Problema da risolvere: Sposta di 55 ogni coordinata dei riquadri nei risultati e riscrivi tutte le righe, richieste comprese, dall'inizio dei record fino alla riga che contiene "xmin=134 ymin=17 xmax=171 ymax=43", inclusa. Lascia fuori dalla risposta le immagini.

Record di riquadri etichettati:
===============
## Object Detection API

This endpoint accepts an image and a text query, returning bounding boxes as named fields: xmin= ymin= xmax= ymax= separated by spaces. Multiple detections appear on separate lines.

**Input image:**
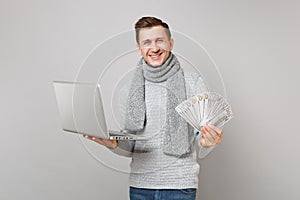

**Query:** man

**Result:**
xmin=85 ymin=17 xmax=222 ymax=200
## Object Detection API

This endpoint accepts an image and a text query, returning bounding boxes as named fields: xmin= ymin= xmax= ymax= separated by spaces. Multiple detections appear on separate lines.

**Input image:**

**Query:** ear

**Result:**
xmin=136 ymin=44 xmax=143 ymax=56
xmin=170 ymin=38 xmax=174 ymax=51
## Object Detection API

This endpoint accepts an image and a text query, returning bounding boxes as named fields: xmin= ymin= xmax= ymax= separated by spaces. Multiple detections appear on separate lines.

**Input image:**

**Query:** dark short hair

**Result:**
xmin=134 ymin=17 xmax=171 ymax=43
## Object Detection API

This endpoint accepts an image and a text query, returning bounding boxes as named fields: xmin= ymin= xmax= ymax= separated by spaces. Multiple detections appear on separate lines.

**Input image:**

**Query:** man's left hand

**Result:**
xmin=200 ymin=125 xmax=222 ymax=147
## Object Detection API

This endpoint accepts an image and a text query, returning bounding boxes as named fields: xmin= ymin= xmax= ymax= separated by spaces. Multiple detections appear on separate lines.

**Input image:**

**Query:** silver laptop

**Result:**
xmin=53 ymin=81 xmax=149 ymax=140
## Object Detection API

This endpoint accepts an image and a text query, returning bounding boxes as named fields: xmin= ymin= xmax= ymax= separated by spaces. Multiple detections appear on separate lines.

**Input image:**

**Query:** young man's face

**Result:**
xmin=137 ymin=26 xmax=174 ymax=67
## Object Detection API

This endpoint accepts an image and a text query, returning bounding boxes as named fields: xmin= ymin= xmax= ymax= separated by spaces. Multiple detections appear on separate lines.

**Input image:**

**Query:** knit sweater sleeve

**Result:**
xmin=111 ymin=79 xmax=135 ymax=157
xmin=186 ymin=73 xmax=214 ymax=159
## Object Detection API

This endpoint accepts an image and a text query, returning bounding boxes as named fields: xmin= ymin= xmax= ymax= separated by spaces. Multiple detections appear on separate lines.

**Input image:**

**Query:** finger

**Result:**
xmin=200 ymin=129 xmax=211 ymax=147
xmin=208 ymin=125 xmax=222 ymax=136
xmin=217 ymin=133 xmax=223 ymax=144
xmin=204 ymin=126 xmax=218 ymax=144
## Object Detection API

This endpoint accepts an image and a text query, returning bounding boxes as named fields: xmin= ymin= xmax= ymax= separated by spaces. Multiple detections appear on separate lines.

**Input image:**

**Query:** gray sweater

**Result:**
xmin=112 ymin=72 xmax=213 ymax=189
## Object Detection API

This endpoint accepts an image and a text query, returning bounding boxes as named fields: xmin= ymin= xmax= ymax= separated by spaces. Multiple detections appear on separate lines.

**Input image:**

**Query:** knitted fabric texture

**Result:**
xmin=125 ymin=54 xmax=194 ymax=157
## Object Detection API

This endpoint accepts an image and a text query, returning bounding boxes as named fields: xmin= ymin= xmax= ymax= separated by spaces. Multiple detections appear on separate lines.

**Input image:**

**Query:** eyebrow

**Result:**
xmin=141 ymin=37 xmax=165 ymax=42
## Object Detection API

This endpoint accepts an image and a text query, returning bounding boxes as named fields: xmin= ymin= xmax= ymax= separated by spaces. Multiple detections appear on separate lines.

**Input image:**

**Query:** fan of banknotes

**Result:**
xmin=175 ymin=92 xmax=232 ymax=130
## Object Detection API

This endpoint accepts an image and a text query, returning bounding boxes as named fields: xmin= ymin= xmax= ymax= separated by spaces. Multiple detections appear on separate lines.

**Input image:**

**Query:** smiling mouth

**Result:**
xmin=149 ymin=52 xmax=163 ymax=60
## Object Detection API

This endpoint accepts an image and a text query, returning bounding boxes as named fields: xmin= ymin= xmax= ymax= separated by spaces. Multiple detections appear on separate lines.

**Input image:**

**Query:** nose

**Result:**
xmin=150 ymin=41 xmax=160 ymax=52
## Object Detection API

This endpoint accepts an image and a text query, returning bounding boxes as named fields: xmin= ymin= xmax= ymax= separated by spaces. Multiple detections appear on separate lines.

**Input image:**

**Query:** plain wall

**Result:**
xmin=0 ymin=0 xmax=300 ymax=200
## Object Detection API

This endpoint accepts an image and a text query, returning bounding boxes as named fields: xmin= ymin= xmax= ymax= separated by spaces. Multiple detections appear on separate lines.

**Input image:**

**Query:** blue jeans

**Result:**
xmin=129 ymin=187 xmax=196 ymax=200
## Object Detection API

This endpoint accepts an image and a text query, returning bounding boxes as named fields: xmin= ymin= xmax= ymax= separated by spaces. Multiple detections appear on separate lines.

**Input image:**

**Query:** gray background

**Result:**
xmin=0 ymin=0 xmax=300 ymax=200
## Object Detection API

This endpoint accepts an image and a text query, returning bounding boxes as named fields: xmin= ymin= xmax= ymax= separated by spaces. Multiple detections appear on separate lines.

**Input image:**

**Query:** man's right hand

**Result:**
xmin=83 ymin=135 xmax=118 ymax=149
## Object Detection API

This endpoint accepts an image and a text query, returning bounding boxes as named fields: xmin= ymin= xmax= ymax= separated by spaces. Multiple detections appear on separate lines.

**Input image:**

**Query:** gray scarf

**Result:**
xmin=125 ymin=54 xmax=194 ymax=157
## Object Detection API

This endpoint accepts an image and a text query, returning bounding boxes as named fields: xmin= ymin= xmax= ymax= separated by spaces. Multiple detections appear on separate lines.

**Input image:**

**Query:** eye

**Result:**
xmin=142 ymin=40 xmax=151 ymax=46
xmin=156 ymin=38 xmax=164 ymax=43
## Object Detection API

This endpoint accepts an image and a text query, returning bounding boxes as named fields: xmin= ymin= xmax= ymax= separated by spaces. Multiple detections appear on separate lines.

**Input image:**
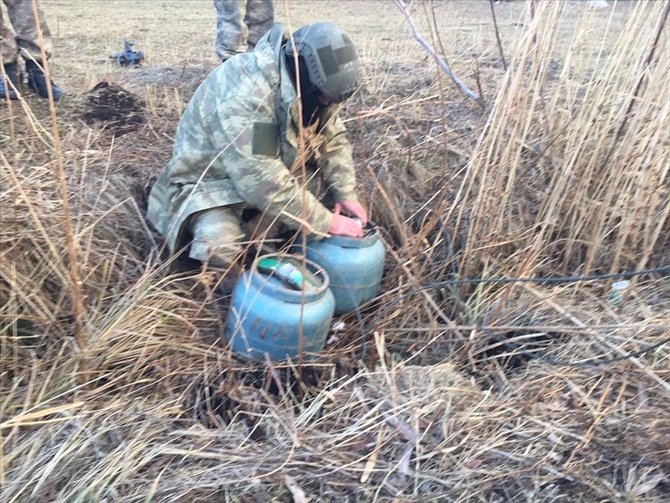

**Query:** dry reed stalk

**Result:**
xmin=0 ymin=3 xmax=670 ymax=503
xmin=449 ymin=2 xmax=670 ymax=276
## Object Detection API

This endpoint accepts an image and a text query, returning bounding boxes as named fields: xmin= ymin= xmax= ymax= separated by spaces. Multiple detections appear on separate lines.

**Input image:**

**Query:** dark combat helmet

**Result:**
xmin=285 ymin=23 xmax=358 ymax=103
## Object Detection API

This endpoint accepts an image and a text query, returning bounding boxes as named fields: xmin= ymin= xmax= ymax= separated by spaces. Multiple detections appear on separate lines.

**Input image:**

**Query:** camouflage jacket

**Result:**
xmin=147 ymin=23 xmax=357 ymax=252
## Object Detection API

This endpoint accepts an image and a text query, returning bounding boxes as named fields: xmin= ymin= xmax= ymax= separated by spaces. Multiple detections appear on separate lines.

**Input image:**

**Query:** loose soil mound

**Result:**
xmin=83 ymin=81 xmax=145 ymax=134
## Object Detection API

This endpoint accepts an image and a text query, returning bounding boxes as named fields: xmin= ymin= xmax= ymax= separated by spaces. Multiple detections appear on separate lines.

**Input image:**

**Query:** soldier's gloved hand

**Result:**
xmin=334 ymin=201 xmax=368 ymax=226
xmin=328 ymin=213 xmax=363 ymax=238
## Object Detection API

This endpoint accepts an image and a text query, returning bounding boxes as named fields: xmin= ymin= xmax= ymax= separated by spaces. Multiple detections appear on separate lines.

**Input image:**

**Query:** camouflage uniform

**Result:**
xmin=214 ymin=0 xmax=274 ymax=61
xmin=147 ymin=23 xmax=358 ymax=268
xmin=0 ymin=0 xmax=53 ymax=65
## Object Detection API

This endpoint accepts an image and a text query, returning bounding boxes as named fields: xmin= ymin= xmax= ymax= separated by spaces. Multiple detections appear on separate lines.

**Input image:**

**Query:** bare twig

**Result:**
xmin=395 ymin=0 xmax=488 ymax=110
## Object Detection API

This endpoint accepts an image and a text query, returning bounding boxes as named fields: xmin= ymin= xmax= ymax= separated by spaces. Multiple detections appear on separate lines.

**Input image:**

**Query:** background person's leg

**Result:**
xmin=244 ymin=0 xmax=275 ymax=50
xmin=214 ymin=0 xmax=249 ymax=61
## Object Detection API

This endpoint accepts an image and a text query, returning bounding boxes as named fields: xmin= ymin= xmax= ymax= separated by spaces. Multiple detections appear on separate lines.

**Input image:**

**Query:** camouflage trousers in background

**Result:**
xmin=214 ymin=0 xmax=274 ymax=61
xmin=0 ymin=0 xmax=53 ymax=65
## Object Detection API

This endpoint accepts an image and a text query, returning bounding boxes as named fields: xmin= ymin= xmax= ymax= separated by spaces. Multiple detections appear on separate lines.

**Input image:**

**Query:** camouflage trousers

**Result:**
xmin=214 ymin=0 xmax=274 ymax=61
xmin=0 ymin=0 xmax=53 ymax=65
xmin=186 ymin=171 xmax=332 ymax=269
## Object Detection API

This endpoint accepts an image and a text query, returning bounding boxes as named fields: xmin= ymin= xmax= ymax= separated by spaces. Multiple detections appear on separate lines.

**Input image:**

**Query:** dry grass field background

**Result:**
xmin=0 ymin=0 xmax=670 ymax=503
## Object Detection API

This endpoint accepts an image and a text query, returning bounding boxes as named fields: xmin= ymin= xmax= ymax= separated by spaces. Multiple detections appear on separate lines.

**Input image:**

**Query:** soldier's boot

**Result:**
xmin=0 ymin=61 xmax=19 ymax=100
xmin=26 ymin=60 xmax=63 ymax=101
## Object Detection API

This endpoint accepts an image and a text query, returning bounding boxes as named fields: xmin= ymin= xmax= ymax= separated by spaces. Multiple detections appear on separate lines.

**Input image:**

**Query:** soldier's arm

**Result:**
xmin=319 ymin=115 xmax=358 ymax=202
xmin=216 ymin=96 xmax=333 ymax=235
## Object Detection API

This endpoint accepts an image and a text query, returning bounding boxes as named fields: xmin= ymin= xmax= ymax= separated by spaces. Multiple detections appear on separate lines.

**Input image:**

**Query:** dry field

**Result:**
xmin=0 ymin=0 xmax=670 ymax=503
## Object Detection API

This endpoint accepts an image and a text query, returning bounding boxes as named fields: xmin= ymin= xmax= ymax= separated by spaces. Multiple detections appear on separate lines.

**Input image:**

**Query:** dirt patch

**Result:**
xmin=82 ymin=81 xmax=145 ymax=134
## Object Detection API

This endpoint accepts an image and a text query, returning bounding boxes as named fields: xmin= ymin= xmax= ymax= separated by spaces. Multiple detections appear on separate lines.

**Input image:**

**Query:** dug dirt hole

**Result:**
xmin=82 ymin=81 xmax=145 ymax=134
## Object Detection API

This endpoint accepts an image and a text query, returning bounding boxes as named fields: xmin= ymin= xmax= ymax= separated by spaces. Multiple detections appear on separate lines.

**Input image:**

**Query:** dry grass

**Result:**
xmin=0 ymin=0 xmax=670 ymax=502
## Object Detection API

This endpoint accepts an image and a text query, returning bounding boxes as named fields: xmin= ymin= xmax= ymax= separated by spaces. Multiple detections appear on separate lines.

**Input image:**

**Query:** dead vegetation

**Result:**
xmin=0 ymin=2 xmax=670 ymax=503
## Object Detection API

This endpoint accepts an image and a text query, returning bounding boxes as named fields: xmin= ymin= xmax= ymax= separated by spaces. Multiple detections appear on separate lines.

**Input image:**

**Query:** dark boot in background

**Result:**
xmin=0 ymin=61 xmax=19 ymax=100
xmin=26 ymin=60 xmax=63 ymax=101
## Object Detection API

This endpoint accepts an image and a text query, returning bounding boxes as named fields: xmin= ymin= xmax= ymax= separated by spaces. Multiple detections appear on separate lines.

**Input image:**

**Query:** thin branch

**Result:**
xmin=395 ymin=0 xmax=488 ymax=110
xmin=489 ymin=0 xmax=507 ymax=71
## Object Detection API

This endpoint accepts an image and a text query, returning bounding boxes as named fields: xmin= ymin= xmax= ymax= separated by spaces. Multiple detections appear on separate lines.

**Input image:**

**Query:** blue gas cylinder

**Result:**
xmin=226 ymin=254 xmax=335 ymax=360
xmin=306 ymin=222 xmax=386 ymax=314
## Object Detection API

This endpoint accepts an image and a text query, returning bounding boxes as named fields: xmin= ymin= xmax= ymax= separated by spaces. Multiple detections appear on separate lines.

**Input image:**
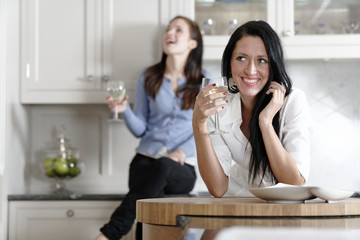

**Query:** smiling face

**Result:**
xmin=230 ymin=36 xmax=270 ymax=99
xmin=163 ymin=18 xmax=197 ymax=56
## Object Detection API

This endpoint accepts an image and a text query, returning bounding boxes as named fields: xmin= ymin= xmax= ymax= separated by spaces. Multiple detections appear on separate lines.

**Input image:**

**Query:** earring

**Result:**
xmin=228 ymin=74 xmax=238 ymax=91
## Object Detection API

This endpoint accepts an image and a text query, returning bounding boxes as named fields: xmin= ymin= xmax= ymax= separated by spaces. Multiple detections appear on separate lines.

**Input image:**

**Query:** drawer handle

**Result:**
xmin=87 ymin=75 xmax=95 ymax=82
xmin=66 ymin=209 xmax=75 ymax=217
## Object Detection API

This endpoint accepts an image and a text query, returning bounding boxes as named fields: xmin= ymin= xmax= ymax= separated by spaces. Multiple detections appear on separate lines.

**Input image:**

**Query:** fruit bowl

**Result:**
xmin=42 ymin=149 xmax=83 ymax=196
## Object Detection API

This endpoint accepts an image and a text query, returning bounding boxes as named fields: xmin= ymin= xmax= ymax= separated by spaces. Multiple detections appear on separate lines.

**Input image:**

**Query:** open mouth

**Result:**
xmin=242 ymin=78 xmax=258 ymax=86
xmin=165 ymin=39 xmax=175 ymax=44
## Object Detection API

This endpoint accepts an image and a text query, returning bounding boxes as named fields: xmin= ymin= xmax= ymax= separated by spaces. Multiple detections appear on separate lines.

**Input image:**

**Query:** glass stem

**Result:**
xmin=215 ymin=113 xmax=220 ymax=130
xmin=114 ymin=105 xmax=119 ymax=119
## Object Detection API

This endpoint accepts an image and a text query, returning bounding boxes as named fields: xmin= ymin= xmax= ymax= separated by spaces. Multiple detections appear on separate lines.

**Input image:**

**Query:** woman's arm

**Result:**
xmin=192 ymin=85 xmax=228 ymax=197
xmin=122 ymin=74 xmax=149 ymax=137
xmin=259 ymin=83 xmax=309 ymax=185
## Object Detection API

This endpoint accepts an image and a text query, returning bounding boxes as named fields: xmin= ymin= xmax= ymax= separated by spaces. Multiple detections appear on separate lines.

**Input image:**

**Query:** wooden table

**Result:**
xmin=136 ymin=197 xmax=360 ymax=240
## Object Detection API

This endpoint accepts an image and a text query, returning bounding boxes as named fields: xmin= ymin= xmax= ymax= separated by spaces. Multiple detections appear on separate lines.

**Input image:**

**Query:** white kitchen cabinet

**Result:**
xmin=20 ymin=0 xmax=112 ymax=103
xmin=9 ymin=200 xmax=136 ymax=240
xmin=193 ymin=0 xmax=360 ymax=60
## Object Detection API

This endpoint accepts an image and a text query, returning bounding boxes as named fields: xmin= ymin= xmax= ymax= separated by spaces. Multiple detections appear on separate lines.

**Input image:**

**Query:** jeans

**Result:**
xmin=100 ymin=154 xmax=196 ymax=240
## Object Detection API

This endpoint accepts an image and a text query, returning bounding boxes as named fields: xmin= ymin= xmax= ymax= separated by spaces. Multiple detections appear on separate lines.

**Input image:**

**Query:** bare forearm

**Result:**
xmin=193 ymin=122 xmax=228 ymax=197
xmin=260 ymin=123 xmax=305 ymax=185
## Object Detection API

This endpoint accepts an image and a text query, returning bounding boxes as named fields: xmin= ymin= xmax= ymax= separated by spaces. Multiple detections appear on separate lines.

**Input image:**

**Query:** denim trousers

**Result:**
xmin=100 ymin=154 xmax=196 ymax=240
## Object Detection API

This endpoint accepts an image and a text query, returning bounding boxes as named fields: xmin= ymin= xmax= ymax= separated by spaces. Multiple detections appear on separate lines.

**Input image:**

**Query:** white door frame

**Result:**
xmin=0 ymin=0 xmax=7 ymax=239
===============
Risposta finale:
## Object Detection API

This endpoint accepts an image and a text query, returning bounding boxes as named fields: xmin= ymin= xmax= ymax= separated by spaces. Multiple detections appear on separate lines.

**Input image:**

**Query:** man

**Result:**
xmin=140 ymin=72 xmax=277 ymax=255
## Object Detection API

This endpoint accepts an image and a text query, returning bounding boxes as named fields: xmin= ymin= xmax= ymax= separated by spaces. Multiple detections appear on separate lines.

**Input image:**

**Query:** ear

**Result:**
xmin=191 ymin=99 xmax=198 ymax=111
xmin=225 ymin=93 xmax=229 ymax=106
## Object Detection API

This endpoint accepts an image and a text query, returning bounding boxes as named fields: xmin= ymin= xmax= ymax= separated by spaces. Multiple detections appear on separate lines.

**Input image:**

**Query:** dark short hair

**Result:**
xmin=189 ymin=72 xmax=226 ymax=98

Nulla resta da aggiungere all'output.